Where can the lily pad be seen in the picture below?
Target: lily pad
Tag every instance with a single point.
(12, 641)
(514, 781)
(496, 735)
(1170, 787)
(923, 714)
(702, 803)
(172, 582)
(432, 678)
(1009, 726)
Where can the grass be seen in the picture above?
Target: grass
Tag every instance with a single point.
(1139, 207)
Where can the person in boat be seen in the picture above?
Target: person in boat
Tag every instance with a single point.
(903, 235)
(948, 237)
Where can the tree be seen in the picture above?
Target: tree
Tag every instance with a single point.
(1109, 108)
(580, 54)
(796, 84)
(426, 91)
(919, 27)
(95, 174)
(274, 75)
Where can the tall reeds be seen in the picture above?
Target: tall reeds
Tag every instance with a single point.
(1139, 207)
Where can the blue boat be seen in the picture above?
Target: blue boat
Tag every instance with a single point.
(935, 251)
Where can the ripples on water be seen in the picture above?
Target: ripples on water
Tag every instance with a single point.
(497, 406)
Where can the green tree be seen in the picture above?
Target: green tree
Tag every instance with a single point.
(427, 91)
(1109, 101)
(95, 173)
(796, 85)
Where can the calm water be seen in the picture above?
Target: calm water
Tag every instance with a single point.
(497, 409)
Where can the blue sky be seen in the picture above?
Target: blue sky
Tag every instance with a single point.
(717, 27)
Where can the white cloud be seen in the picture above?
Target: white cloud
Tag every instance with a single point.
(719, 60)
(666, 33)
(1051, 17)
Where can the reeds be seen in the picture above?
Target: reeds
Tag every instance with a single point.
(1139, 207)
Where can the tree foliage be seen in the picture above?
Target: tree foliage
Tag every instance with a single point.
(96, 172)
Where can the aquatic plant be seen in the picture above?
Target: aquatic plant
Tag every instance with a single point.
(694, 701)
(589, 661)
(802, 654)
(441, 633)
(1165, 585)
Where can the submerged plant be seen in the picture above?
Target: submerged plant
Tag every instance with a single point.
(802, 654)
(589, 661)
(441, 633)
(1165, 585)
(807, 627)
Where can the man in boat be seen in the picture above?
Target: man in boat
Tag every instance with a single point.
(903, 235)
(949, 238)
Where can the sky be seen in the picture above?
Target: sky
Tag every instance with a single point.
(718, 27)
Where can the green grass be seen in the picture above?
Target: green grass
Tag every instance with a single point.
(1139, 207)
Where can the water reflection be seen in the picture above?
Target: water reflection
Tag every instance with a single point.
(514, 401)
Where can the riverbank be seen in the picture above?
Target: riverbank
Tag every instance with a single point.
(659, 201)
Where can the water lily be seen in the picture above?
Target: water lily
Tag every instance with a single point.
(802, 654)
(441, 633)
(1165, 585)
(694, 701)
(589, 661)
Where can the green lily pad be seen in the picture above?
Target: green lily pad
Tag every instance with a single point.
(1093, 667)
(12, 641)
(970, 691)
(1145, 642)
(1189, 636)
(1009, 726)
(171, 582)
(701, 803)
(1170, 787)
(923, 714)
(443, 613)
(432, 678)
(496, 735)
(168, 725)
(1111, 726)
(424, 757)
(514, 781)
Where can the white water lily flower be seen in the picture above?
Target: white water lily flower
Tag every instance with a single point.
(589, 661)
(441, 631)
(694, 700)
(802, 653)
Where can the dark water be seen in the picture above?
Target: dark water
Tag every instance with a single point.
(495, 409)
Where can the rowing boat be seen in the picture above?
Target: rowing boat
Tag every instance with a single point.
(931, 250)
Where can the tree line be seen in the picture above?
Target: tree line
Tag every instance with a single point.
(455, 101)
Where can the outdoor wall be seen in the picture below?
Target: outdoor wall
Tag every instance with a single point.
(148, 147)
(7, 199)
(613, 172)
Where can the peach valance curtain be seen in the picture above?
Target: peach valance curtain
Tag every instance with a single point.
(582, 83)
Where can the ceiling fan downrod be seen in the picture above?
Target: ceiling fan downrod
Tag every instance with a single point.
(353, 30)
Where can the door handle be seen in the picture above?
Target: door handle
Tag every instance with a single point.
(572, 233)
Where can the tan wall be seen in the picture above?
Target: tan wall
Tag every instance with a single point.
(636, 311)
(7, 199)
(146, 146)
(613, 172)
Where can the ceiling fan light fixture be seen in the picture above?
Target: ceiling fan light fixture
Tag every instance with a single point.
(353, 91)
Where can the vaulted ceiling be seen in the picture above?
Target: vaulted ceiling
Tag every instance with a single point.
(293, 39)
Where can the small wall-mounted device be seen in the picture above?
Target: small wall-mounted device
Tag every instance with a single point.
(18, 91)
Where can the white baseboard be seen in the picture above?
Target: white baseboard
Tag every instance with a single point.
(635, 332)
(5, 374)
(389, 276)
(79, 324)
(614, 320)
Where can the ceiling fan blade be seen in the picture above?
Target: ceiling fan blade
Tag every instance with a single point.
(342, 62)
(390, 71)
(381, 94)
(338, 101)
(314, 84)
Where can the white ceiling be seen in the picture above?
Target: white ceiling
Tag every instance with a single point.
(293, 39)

## Task brief
Each record above must be given again exactly.

## Response to this exercise
Where can the lily pad be seen in the picture below?
Target: lily pad
Tag every instance with a single point.
(12, 641)
(514, 781)
(496, 735)
(1170, 787)
(923, 714)
(702, 803)
(172, 582)
(432, 678)
(1009, 726)
Where can the grass be seen in the picture above?
Target: grass
Tag every instance with a single point.
(1139, 207)
Where can the person in boat be seen in the picture above?
Target: person in boat
Tag every instance with a single point.
(903, 235)
(948, 237)
Where can the tree be seen in the picture above?
Target: tree
Tag every instance with a single point.
(1109, 108)
(580, 54)
(796, 84)
(426, 91)
(919, 27)
(95, 174)
(274, 75)
Where can the tall reeds be seen in the picture above?
Target: tall reeds
Tag every instance with a single point.
(1139, 207)
Where can the blue boat be seen in the picture above?
Target: blue boat
Tag every instance with a single point.
(935, 251)
Where can the ripples on water be seen in the picture above?
Target: ripples on water
Tag every instance with a single point.
(497, 406)
Where can the green tree be seen in the picture above?
Target: green tree
Tag every instance with a single point.
(427, 91)
(1109, 101)
(95, 173)
(796, 85)
Where can the calm water be seen in the picture above?
Target: calm water
Tag every instance with a single point.
(497, 409)
Where can the blue sky be seen in the picture above?
Target: blue sky
Tag every instance with a single point.
(717, 27)
Where can the white cloud be seen in the picture above?
Target: white cloud
Tag every instance with a single point.
(719, 60)
(666, 33)
(1051, 17)
Where can the reeds be seen in the picture above?
Target: reeds
Tag every instance with a single point.
(1139, 207)
Where can the tree foliage be seen in the picture above?
Target: tree foliage
Tag every instance with a single point.
(96, 172)
Where can the aquatic plant be seen in the picture above?
Target: aquatic plant
Tag every instance with a single point.
(694, 701)
(589, 661)
(802, 654)
(441, 633)
(1165, 585)
Where can the submerged plant be seen in the picture above?
Target: submerged plant
Tag every instance with a single point.
(802, 654)
(589, 661)
(441, 633)
(1165, 585)
(807, 627)
Where can the man in boat be seen in the picture above?
Target: man in boat
Tag every instance with a single point.
(903, 235)
(949, 238)
Where can the sky be seen in the picture above?
Target: sky
Tag every instance with a single point.
(718, 27)
Where can the green grass be seen in the picture above?
Target: green grass
Tag every instance with a single point.
(1139, 207)
Where can the water reflection be seen in the picture above?
Target: water reflection
Tag every instance with a single point.
(514, 401)
Where can the riverbank be seen in the picture above?
Target: riverbank
Tag every instance with a single point.
(659, 201)
Where can the water lily be seen in the picture above?
Target: water lily
Tag every instance with a single point.
(802, 654)
(441, 633)
(1165, 585)
(694, 701)
(589, 661)
Where can the green lily pad be seen in the picture above?
Target: green lily pad
Tag every instance with a single point.
(1093, 667)
(12, 641)
(970, 691)
(1145, 642)
(1189, 636)
(1009, 726)
(171, 582)
(701, 803)
(1170, 787)
(923, 714)
(443, 613)
(432, 678)
(496, 735)
(168, 725)
(1111, 726)
(424, 757)
(514, 781)
Where can the white water lily flower be seen in the picture above?
Target: white water lily flower
Tag every instance with a single point.
(589, 661)
(441, 631)
(694, 700)
(802, 653)
Where can the dark water be seen in the picture above?
Target: dark water
Tag every instance with a single point.
(495, 409)
Where can the rowing boat be seen in the picture above?
Target: rowing boat
Tag every instance with a single point.
(931, 250)
Where can the tree line be seen in the picture above?
Target: tree line
Tag every instance with a single point.
(455, 101)
Where can the outdoor wall be seen in the picture below?
Target: outdoor wall
Tag every instance with a single point.
(148, 147)
(7, 199)
(613, 172)
Where can the peach valance curtain be seen in the picture above?
Target: peach valance curtain
Tag every instance with a single point.
(582, 83)
Where can the ceiling fan downrod be seen in the picture above?
Target: ceiling fan downrod
Tag every instance with a single point.
(353, 30)
Where can the door handle be seen in the picture above?
Target: door handle
Tag every instance with a single point.
(572, 233)
Where can the tan wall be seen in the picture above?
Target: tan wall
Tag every instance with a single point.
(636, 311)
(7, 199)
(146, 146)
(613, 172)
Where can the ceiling fan light fixture be seen in the picture above?
Target: ceiling fan light fixture
Tag every instance with a single point.
(353, 91)
Where can the vaulted ceiling be seen in the picture above?
Target: vaulted ceiling
Tag every instance with a single point.
(293, 39)
Where can the small wall-mounted device be seen in the picture above?
Target: small wall-mounted device
Tag every instance with a single point.
(18, 91)
Where can the white baseboard be seen in the picture above?
Target: white baseboard
Tag every instance with a single point.
(635, 332)
(5, 374)
(389, 276)
(79, 324)
(614, 320)
Where can the ceiling fan blade be seen in the picture above?
Target: ceiling fan blade
Tag every instance with a single point.
(342, 62)
(390, 71)
(381, 94)
(338, 101)
(314, 84)
Where can the white ceiling be seen in the picture above?
Target: white ceiling
Tag every instance with a single point.
(293, 39)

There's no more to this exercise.